Provided data |
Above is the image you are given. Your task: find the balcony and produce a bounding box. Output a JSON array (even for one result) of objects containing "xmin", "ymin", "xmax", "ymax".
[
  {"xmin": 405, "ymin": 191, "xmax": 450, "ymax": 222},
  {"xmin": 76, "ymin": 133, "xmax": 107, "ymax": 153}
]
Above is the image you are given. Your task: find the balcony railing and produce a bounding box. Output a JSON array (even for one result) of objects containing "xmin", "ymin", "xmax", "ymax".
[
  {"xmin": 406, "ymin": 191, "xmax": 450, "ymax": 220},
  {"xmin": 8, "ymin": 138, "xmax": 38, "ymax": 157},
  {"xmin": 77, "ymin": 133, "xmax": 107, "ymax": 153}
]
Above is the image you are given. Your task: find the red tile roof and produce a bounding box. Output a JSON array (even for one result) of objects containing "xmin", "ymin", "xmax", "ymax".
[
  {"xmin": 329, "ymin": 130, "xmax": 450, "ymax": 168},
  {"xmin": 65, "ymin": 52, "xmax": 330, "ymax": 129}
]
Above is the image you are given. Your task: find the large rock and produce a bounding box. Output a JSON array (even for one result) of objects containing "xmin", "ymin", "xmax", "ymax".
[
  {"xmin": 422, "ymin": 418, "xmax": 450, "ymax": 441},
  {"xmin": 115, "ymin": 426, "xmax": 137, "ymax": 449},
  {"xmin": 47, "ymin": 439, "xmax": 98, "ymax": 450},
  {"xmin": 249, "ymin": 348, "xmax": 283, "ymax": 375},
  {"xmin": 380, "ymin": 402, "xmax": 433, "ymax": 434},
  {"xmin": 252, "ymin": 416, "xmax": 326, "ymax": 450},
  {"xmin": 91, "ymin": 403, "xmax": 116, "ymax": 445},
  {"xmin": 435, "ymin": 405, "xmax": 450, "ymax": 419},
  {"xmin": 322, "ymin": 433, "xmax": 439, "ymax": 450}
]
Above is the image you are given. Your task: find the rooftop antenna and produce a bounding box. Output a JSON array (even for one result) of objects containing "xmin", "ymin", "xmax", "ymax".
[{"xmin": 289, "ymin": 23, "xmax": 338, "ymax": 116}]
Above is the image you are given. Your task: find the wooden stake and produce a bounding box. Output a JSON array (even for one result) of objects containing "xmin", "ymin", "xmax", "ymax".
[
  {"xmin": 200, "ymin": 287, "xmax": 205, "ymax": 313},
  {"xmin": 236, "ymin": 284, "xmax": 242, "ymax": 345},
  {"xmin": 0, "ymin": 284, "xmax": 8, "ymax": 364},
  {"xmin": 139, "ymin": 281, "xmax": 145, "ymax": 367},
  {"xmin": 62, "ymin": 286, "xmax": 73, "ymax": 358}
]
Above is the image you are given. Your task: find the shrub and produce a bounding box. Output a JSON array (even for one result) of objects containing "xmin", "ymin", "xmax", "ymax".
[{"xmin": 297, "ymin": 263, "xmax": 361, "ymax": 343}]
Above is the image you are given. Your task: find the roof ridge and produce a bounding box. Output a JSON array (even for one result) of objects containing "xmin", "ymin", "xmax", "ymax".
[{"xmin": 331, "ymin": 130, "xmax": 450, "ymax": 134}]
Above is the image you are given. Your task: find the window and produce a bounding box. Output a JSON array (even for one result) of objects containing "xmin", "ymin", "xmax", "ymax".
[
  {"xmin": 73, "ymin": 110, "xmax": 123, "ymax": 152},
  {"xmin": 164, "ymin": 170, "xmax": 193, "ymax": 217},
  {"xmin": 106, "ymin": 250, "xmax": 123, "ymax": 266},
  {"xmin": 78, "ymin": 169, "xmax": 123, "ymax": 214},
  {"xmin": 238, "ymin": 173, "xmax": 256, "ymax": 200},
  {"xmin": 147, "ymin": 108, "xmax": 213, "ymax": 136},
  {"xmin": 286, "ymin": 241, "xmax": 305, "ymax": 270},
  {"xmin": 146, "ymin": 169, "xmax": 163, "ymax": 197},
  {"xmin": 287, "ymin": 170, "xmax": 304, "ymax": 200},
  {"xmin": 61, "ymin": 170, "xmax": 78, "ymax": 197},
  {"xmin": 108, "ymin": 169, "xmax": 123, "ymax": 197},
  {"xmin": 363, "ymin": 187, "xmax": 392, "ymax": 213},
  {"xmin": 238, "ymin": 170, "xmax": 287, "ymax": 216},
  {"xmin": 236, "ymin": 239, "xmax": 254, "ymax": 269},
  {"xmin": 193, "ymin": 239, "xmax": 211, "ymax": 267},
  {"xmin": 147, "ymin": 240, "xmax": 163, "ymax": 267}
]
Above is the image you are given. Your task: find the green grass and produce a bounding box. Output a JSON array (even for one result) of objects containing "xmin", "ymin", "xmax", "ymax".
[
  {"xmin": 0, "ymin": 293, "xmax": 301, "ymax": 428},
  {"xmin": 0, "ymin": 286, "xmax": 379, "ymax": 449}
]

Task objective | Convert the lines from the one containing "find the green" through the end of the records, inclusive, into a numbered list, omitting any blank lines.

Solved problem |
1. Above is the image you are given. Your task: find the green grass and produce a bounding box. Output a JSON array (even for one result) of objects containing "xmin", "ymin", "xmax", "ymax".
2. [
3.   {"xmin": 0, "ymin": 293, "xmax": 301, "ymax": 428},
4.   {"xmin": 0, "ymin": 286, "xmax": 379, "ymax": 449}
5. ]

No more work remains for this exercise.